- _Passage given_:
This section is largely based on an excellent lecture by Kilian Weinberger, courtesy of Cornell University.

Under the assumption that data \((x_i,y_i)_{i=1}^{N}\) is linearly separable, the perceptron model is
guaranteed to converge to an affine separator \((w_{*},b_{*})\) so that \(y_i({w_{*}}^{\top}x_{i}+b_{*})>0\).
However, there are infinitely many such hyperplanes and some are more reasonable and useful from a practical perspective
than others. Having a privilege to choose one, we prefer a separating hyperplane that is as remote from all
datapoints as possible. To make our intuition more precise, we wish to maximize the minimum distance to any sample
\(\gamma(w,b) = \lVert w\rVert^{-1}\min_{i}|w^{\top}x_i+b|\) while obviously making the correct predicitions, so \(y_i(w^{\top}x_i+b)\geq 0.\) for all \(i\in[n]\).

What is the distance from a point to a hyperplane?

Given a point \(x\) and a hyperplane \(\{y\colon w^{\top}y+b=0\}\), define the orthogonal projection of \(x\) onto the hyperplane by \(x_p\).
Then, define the difference \(d=x-x_p\) where \(d=\alpha w\) for some constant \(\alpha\in\mathbb{R}\) (because both \(d\) and \(w\) are orthogonal to a subspace of rank \(n-1\)) and note that \(\lVert d\rVert\) is the distance we are looking for. Since \(x_p\) lies on the hyperplane, we can write
\(0=w^{\top}x_p+b=w^{\top}(x-\alpha w)+b\), so that \(\alpha=\lVert w\rVert^2(w^{\top}x+b)\). It finally follows that \(\lVert d\Vert=|\alpha|\lVert w\rVert=\lVert w\rVert^{-1}|w^{\top}x+b|.\)

Above we used geometric intuition to formulate the following optimization problem:
\[\max_{w,b}\frac{1}{\lVert w\rVert}\min_i|w^{\top}x_i+b|\quad \text{subject to } y_i(w^{\top}x_i+b)\geq 0.\]
Formally speaking, the same hyperplane can be realized by different pairs \((w,b)\) by scaling both \((w,b)\) by the same positive factor. As a sanity check,
observe that the above problem is invariant under such scaling, i.e., the objective function has the same value for \((\alpha w,\alpha b)\) for all \(\alpha>0\).
This is good news: for each hyperplane \(\{(\alpha w, \alpha b)\colon \alpha>0\}\) we can choose a representative \((w_0, b_0)\) such that the inner minimization is
always \(1\) and narrow down the outer optimization space to these representatives. Formally, we simplify the objective function to just \(\max\lVert w\rVert^{-1}\)
at the expense of adding a new constraint \(\min_i|w^{\top}x_i+b|=1\):
\[\max\frac{1}{\lVert w\rVert}\quad\text{subject to }\begin{cases}y_i(w^{\top}x_i+b) \geq 0\quad\forall i\in[n],\\\min_i|w^{\top}x_i+b|=1.\end{cases}\]
Merging these constraints with the existing ones, it is now
tempting to write \[\max \frac{1}{\lVert w\rVert}\quad\text{ subject to } y_i(w^{\top}x_i+b)\geq 1.\] and claim that this problem is equivalent to the one above.
While the statement is true, the justification is a bit more subtle than it seems. In particular, the feasible sets of these two problems are actually different (the new one is larger).

- _Set exercise 1_:
Answer these from the passage on maximum-margin hyperplanes, one line each:
(a) Whose lecture is the section largely based on?
(b) Under what assumption is the perceptron guaranteed to converge to an affine separator?
(c) Of the two problems compared at the end, which one has the larger feasible set?
- _Set exercise 2_:
For each statement, say yes or no according to the passage on maximum-margin hyperplanes, and quote the words that decide it.
(a) Only one hyperplane separates linearly separable data.
(b) The feasible sets of the last two problems are the same.
(c) The preferred separating hyperplane lies as far from all datapoints as possible.
- _Set exercise 3_: Write the next part of the passage on maximum-margin hyperplanes, picking up after its final sentence.
The lines after this point come from a separate source.

- _Collected material_:
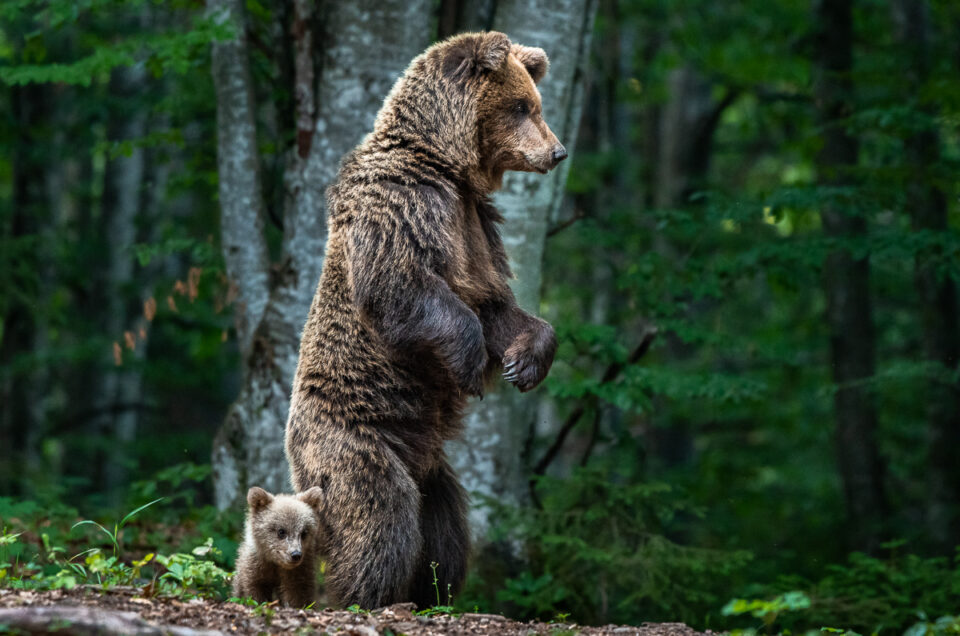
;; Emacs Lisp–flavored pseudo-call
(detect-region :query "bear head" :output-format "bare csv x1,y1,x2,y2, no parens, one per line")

- _Final result 1_:
(a) Kilian Weinberger's, courtesy of Cornell University.
(b) That the data is linearly separable.
(c) The new one.

- _Final result 2_:
(a) No: "there are infinitely many such hyperplanes"
(b) No: "the feasible sets of these two problems are actually different (the new one is larger)"
(c) Yes: "we prefer a separating hyperplane that is as remote from all datapoints as possible"

- _Final result 3_:
Assume that \((w^{\star},b^{\star})\) is an optimal solution to the new problem. The first set of constraints of the old formulation is clearly satisfied, but what if
\(\min_i|{w^{\star}}^{\top}x+b^{\star}>1\)? This, however, contradicts optimality because we can scale both \(w^{\star}\) and \(b^{\star}\) down, improve the objective, and still satisfy the constraints of
the new problem. Hence, \(w^{\star},b^{\star}\) must satisfy the constraints of the original problem, and they clearly achieve the optimal objective. The forward direction
is straightforward now that we proved that optimal values of the two problems agree.

This new formulation is exactly the SVM quadratic problem (sometimes written with an equivalent objective \(\min\lVert w\rVert^2\)). The above discussion is rather didactic—it shows that, for the optimal hyperplane \((w^{\star},b^{\star})\), there must be at least
one datapoint \(x\) with an active constraint \(y({w^{\star}}^{\top}x+b)=1\) for otherwise the margin could be increased. In fact, more is true: both classes must have datapoints with active constraints
for the same reason. While the geometric intuition is more obvious, we can show it algebraically just as well. The datapoints with active constraints are called

support vectors
because they determine the optimal hyperplane. Other datapoints can be just as well removed with no consequences for the optimization result (unless more data is added later). Let \(x\) be a support vector.
The distance from \(x\) to the SVM hyperplane \((w^{\star},b^{\star})\). is the then the optimal margin \(\gamma(w^{\star}, b^{\star})\), which is \(\lVert w\rVert^{-1}|{w^{\star}}^{\top}x+b^{\star}|=\lVert w\rVert^{-1}\).

The KKT conditions can potentially reveal some insights about the solution to this convex problem. Let the dual variables be \(\{\lambda_i\}_{i=1}^n\). Since the Lagrangian
\(L(w,b,\lambda)=\lVert w\rVert^2+\sum_{i=1}^n\lambda_i(1-y_i(w^{\top}x_i+b)\) is convex and differentiable in \(w,b\), it follows that \(\partial_{w,b}L(w,b,\lambda)=\{\nabla_{w,b}L(w,b,\lambda)\}\) for any feasible \(\lambda\).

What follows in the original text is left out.